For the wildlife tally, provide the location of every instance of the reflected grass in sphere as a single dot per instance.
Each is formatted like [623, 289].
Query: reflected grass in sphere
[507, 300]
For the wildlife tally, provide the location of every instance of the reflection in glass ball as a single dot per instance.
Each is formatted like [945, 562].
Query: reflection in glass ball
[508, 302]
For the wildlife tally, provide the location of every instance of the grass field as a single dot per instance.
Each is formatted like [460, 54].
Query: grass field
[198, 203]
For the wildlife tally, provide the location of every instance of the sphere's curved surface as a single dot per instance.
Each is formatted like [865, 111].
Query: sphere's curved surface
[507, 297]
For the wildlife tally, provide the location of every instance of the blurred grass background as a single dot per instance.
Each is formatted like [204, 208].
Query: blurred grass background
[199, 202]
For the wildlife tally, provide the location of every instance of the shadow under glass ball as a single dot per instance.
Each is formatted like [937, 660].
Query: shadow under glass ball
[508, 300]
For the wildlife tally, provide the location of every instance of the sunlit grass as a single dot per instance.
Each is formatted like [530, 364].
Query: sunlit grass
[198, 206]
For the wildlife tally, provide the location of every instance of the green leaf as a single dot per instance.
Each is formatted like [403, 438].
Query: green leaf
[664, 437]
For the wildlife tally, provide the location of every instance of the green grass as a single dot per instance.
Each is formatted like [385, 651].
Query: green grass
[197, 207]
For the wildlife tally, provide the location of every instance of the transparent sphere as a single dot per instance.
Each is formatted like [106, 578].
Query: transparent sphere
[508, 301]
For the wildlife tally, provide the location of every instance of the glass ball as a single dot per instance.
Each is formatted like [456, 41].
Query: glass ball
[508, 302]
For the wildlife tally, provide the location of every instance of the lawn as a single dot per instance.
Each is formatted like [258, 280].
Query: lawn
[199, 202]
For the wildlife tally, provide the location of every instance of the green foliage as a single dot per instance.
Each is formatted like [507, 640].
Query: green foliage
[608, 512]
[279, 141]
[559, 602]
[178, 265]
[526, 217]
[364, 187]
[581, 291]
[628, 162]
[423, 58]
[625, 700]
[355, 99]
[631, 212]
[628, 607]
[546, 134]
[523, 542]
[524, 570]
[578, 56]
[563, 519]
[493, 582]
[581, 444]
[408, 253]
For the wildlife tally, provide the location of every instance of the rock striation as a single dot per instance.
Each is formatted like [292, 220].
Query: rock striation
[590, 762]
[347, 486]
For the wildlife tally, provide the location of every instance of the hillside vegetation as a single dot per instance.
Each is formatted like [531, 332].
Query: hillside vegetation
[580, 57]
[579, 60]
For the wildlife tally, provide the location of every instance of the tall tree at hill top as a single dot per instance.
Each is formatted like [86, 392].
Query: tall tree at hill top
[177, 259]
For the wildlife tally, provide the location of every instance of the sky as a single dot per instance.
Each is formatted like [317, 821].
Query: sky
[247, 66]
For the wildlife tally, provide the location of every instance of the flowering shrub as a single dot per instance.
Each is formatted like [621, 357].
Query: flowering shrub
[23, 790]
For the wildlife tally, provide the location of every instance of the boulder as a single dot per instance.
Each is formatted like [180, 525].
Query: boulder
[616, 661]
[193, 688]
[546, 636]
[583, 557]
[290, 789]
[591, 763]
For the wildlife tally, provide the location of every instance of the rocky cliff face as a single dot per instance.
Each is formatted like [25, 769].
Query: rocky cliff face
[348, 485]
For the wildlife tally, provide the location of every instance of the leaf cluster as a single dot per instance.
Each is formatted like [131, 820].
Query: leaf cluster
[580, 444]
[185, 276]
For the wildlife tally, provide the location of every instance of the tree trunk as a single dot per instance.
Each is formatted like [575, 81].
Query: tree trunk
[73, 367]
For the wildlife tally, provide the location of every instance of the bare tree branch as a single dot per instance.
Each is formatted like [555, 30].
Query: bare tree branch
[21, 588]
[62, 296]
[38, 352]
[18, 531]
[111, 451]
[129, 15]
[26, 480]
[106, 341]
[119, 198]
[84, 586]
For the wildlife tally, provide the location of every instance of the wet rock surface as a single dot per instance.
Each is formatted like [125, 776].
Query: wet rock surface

- _WHAT IS ASKED_
Each entry above needs to be retyped exactly.

- _ANSWER_
For the wildlife tally, provide the location of every instance of the reflected grass in sphere as a single dot per instance.
Each is formatted like [623, 289].
Query: reflected grass in sphere
[507, 300]
For the wildlife tally, provide the location of every instance of the reflection in glass ball as a single dot per instance.
Each is formatted like [945, 562].
Query: reflection in glass ball
[508, 302]
For the wildlife tally, provide the location of every instance of the grass field as a single dot per instance.
Each is formatted like [460, 54].
Query: grass field
[198, 203]
For the wildlife tally, provide the location of every instance of the sphere's curved surface as a single dot per instance.
Each is formatted like [865, 111].
Query: sphere's curved surface
[507, 297]
For the wildlife tally, provide the location of every instance of the blurred grass background as a single dot per instance.
Each is formatted like [204, 208].
Query: blurred grass background
[199, 202]
For the wildlife tally, provide the location of every instance of the shadow under glass ball as a single dot per instance.
Each is formatted like [937, 660].
Query: shadow under glass ball
[508, 300]
For the wildlife tally, provide the location of every instance of the sunlit grass as a single dot per instance.
Each is formatted like [530, 364].
Query: sunlit grass
[198, 206]
For the wildlife tally, provide the location of every instance of the green leaf as a single dot per instance.
Each is formatted like [403, 438].
Query: green leaf
[664, 437]
For the wildlife tally, provide the location of every instance of the green grass as a single dot per instance.
Each is formatted like [385, 651].
Query: green grass
[197, 207]
For the wildlife tally, provide the location of every instance of the transparent sphere as a single dot per instance.
Each is formatted like [106, 578].
Query: transparent sphere
[508, 301]
For the wildlife tally, provide the location of every instance of the glass ball as a single dot per instance.
Each is formatted like [456, 41].
Query: glass ball
[508, 302]
For the wildlife tally, provide the location of every instance of the lawn as a single dot per instance.
Each is formatted like [258, 280].
Query: lawn
[199, 202]
For the wildlife tally, provide the location of every instance of the green foliage as a single dot per instance.
Each is formatted like [507, 640].
Query: green foliage
[608, 512]
[279, 141]
[559, 602]
[178, 265]
[526, 217]
[364, 187]
[581, 291]
[628, 162]
[423, 58]
[625, 700]
[355, 99]
[631, 212]
[628, 607]
[546, 134]
[523, 542]
[524, 570]
[578, 56]
[563, 519]
[493, 582]
[581, 444]
[408, 253]
For the wildlife tally, provide the location of every instance of the rock striation as a single dot per instance.
Each is formatted like [292, 220].
Query: rock striation
[590, 762]
[347, 486]
For the wildlife tally, provide the location of every instance of the hillside vegetation as a single dot per instance.
Each is formatted like [531, 332].
Query: hillside vegetation
[580, 57]
[579, 60]
For the wildlife tally, provide the location of every instance of the tall tree at hill top as a single dot per instance.
Each is formatted like [86, 392].
Query: tall tree at hill top
[177, 259]
For the wildlife tally, provide the location of every instance of the sky as a single dot per instance.
Each is formatted like [317, 821].
Query: sky
[247, 66]
For the wildlife tally, provide the location of every instance of the flowering shrub as a single dot per instance.
Each is formatted like [621, 357].
Query: flowering shrub
[23, 790]
For the wildlife tally, provide the location of every instance of the boulder as a single dot per instance.
Each is formatted like [180, 525].
Query: boulder
[616, 661]
[193, 688]
[546, 636]
[583, 557]
[290, 789]
[591, 763]
For the wildlife tally, provide the location of every instance of the rocky cliff face as a single dot per instance.
Each is formatted like [25, 769].
Query: rocky cliff face
[348, 485]
For the wildlife tally, provide the location of every instance of the leaf cluster as a single dot per instance.
Each is formatted like [131, 820].
Query: leaf cluster
[580, 444]
[185, 276]
For the wildlife tally, provide the location of every instance of the tree trunk as a single dot per instance.
Each is formatted like [575, 81].
Query: tree trunk
[73, 367]
For the wildlife tally, provide the location of every instance of the bare tree branch as a single dot per instance.
Each is formatted like [555, 30].
Query: bare tree branch
[21, 588]
[62, 296]
[38, 352]
[18, 531]
[111, 451]
[129, 15]
[26, 480]
[106, 341]
[119, 198]
[84, 586]
For the wildlife tally, provide the location of every instance of the wet rock surface as a single dot per instance.
Each is formatted like [125, 776].
Query: wet rock surface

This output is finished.